EXERCISE TASK 1
List every Python file path (ending in .py) that appears in the advantage estimator training guide below.

* begin SOURCE DOCUMENT *

Write stage_progress_gt into the parquet files. Add the stage_progress_gt column to each episode's parquet alongside observation.state, action, etc.

The resulting dataset (with stage_progress_gt) is the input for Step 1 (advantage estimator training).

Step 1: Train Advantage Estimator

Goal: Fine-tune a pi0-based model to predict advantage values from observations (images + state), producing a learned Advantage Estimator.

Configs: ADVANTAGE_TORCH_PI06_FLATTEN_FOLD or ADVANTAGE_TORCH_KAI0_FLATTEN_FOLD (defined in src/openpi/training/config.py)

How it works

The training uses scripts/train_pytorch.py, which supports single-GPU and multi-GPU (DDP) training via torchrun.
The model architecture is AdvantageEstimator (defined in src/openpi/models_pytorch/pi0_pytorch.py), initialized from a pre-trained pi0.5 checkpoint (pytorch_weight_path).
The model is trained to regress advantage/progress values:
- loss_value_weight=1.0 (value prediction loss is active)
- loss_action_weight=0.0 (action prediction loss is disabled)
skip_norm_stats=True since the advantage estimator does not require normalization statistics.
Data is loaded via AdvantageLerobotDataset which:
- Reads task_index to get the task prompt string
- Samples a random same-episode comparison frame (prefixed with his_-100_)
- Computes progress = stage_progress_gt - his_-100_stage_progress_gt as the regression target

Before Training

Complete Step 0 to get a dataset with stage_progress_gt.
Update config.py with the correct paths:

TrainConfig(
    name="ADVANTAGE_TORCH_KAI0_FLATTEN_FOLD",  # or ADVANTAGE_TORCH_PI06_FLATTEN_FOLD
    data=LerobotAgilexDataConfig(
        repo_id="<your_labeled_dataset_path>",          # <-- update this
        assets=AssetsConfig(
            assets_dir="<your_labeled_dataset_path>/assets",
            asset_id="<your_dataset_name>",
        ),
    ),
    pytorch_weight_path="<path_to_pi05_base_checkpoint>",  # <-- update this
    ...
)

Usage

From the repository root with venv activated:

source .venv/bin/activate
export WANDB_MODE=${WANDB_MODE:-offline}
RUNNAME=ADVANTAGE_TORCH_KAI0_FLATTEN_FOLD   # or ADVANTAGE_TORCH_PI06_FLATTEN_FOLD
RUNTIME=run1
mkdir -p "./experiment/${RUNNAME}/log"

* end SOURCE DOCUMENT *
* begin SUPPLIED RECORDS *

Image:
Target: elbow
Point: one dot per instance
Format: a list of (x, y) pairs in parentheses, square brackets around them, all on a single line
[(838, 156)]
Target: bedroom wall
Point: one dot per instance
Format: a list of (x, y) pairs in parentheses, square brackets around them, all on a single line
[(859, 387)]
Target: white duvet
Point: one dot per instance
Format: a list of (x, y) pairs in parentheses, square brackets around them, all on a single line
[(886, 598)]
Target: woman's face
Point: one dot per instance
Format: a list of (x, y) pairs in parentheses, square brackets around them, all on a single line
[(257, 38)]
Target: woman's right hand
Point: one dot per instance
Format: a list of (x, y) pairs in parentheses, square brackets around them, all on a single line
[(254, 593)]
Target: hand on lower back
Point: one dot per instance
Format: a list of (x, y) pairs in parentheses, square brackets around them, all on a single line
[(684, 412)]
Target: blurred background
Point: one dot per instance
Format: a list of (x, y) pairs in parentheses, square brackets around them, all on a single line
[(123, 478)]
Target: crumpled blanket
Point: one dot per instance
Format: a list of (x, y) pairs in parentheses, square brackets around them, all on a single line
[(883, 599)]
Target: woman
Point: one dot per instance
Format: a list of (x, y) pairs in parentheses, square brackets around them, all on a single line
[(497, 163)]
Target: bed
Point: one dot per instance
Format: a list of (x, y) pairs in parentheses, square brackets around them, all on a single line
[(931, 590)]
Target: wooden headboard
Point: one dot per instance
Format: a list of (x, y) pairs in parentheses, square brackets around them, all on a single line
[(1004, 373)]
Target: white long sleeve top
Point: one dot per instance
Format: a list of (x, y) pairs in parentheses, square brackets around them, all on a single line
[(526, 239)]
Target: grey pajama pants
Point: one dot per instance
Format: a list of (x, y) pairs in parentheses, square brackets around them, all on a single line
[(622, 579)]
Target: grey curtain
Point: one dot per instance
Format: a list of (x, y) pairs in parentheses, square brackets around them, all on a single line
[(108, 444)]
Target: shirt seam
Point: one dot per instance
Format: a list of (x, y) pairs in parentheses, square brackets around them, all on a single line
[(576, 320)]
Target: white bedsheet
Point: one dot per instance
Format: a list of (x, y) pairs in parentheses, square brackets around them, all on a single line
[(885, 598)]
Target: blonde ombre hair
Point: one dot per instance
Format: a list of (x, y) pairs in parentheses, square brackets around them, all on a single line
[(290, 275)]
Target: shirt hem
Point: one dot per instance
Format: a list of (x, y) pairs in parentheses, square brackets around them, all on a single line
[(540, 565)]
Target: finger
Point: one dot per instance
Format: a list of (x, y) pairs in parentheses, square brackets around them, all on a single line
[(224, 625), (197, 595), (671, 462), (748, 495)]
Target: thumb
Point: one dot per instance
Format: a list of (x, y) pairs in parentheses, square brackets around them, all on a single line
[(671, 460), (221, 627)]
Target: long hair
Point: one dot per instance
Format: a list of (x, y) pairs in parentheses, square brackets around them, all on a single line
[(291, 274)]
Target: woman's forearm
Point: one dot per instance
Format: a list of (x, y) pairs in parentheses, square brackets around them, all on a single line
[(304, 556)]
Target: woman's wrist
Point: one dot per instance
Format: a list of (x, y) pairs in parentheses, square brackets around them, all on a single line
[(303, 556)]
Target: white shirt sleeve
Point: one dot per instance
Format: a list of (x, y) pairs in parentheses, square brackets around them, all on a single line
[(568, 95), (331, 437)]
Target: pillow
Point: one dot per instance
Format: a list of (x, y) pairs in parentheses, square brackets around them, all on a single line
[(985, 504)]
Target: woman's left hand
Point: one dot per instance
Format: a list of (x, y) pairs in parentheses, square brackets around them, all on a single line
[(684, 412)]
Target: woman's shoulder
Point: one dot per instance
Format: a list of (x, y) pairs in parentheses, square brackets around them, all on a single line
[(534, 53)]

* end SUPPLIED RECORDS *
* begin SUPPLIED RECORDS *

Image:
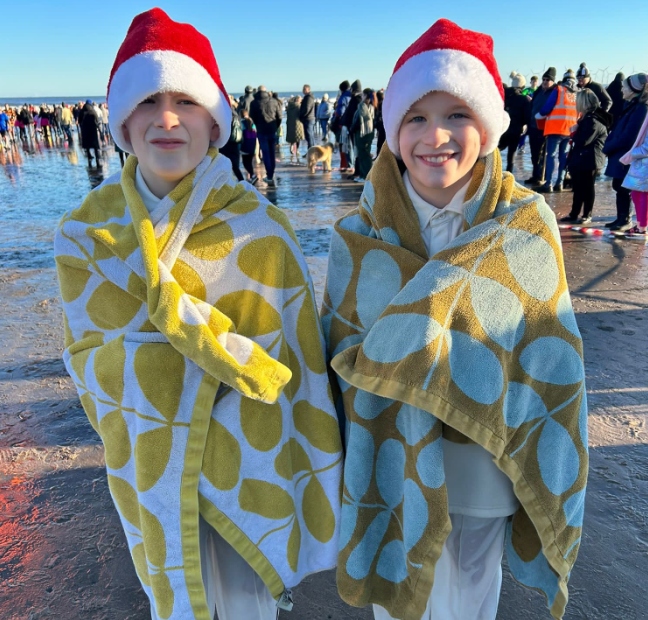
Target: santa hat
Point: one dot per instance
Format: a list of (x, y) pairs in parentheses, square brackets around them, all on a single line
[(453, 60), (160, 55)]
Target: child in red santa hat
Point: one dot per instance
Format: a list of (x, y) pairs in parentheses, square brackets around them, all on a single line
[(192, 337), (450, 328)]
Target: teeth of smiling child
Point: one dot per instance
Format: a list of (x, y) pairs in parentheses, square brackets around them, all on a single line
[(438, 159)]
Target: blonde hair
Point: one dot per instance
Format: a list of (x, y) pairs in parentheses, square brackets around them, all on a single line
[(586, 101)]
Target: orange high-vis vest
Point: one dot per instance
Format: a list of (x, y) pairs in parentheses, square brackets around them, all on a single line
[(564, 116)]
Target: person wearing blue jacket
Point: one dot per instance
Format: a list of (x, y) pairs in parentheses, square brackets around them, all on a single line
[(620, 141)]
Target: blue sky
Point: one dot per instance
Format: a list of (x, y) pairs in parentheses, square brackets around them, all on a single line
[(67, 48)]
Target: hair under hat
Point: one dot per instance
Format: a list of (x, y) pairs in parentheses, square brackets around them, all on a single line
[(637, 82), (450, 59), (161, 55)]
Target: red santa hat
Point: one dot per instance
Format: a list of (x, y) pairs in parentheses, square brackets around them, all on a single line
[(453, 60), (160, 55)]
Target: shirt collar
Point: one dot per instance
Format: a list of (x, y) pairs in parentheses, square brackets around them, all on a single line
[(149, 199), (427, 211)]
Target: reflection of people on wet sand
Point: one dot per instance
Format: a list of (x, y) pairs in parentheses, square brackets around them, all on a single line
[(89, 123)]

* end SUPPLIED RECORDS *

EXERCISE TASK 2
From the records above, pull out every line that contains the string "blue".

FULL RESPONSE 1
- src/openpi/training/config.py
- scripts/train_pytorch.py
- src/openpi/models_pytorch/pi0_pytorch.py

FULL RESPONSE 2
Target: person wearing blue jacket
Target: blue sky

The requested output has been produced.